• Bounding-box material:
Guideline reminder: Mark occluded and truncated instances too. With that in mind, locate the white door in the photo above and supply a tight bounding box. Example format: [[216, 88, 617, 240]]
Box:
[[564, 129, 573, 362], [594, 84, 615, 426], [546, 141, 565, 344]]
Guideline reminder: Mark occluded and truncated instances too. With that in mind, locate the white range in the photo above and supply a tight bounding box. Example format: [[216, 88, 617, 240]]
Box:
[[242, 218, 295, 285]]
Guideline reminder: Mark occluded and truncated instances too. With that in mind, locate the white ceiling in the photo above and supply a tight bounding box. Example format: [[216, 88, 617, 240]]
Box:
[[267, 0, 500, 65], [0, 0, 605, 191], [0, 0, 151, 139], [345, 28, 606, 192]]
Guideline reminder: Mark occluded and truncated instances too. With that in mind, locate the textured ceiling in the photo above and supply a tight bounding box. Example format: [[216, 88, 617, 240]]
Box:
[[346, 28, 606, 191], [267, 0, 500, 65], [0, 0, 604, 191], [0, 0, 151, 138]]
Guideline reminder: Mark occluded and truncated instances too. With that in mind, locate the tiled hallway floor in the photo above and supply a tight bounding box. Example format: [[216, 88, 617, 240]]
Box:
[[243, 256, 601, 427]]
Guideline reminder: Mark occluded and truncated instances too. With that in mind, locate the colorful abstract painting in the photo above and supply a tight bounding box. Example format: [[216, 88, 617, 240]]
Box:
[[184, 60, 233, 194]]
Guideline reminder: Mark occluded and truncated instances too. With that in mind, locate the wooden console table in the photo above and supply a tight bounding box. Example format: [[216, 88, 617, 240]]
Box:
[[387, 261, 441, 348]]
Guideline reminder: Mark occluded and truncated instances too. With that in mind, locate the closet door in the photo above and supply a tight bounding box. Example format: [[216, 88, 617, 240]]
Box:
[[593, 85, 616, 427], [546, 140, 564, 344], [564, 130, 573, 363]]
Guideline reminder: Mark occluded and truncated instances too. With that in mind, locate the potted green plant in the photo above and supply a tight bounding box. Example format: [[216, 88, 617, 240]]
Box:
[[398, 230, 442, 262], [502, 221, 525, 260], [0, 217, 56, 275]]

• SET PROBLEM:
Shift every box coordinate in the answers by -38 and write out again the part of the material that opens with the line containing "locate the colorful" and closes with the line containing "[[184, 60, 233, 194]]", keeping all other text in those lines as it stands. Include both of those lines.

• SOLUTION:
Guideline reminder: Mark occluded and truncated instances too. With that in mind, locate the colorful abstract painting in the photo above and supply a tight bounding box. Example format: [[216, 88, 617, 240]]
Box:
[[146, 22, 195, 156]]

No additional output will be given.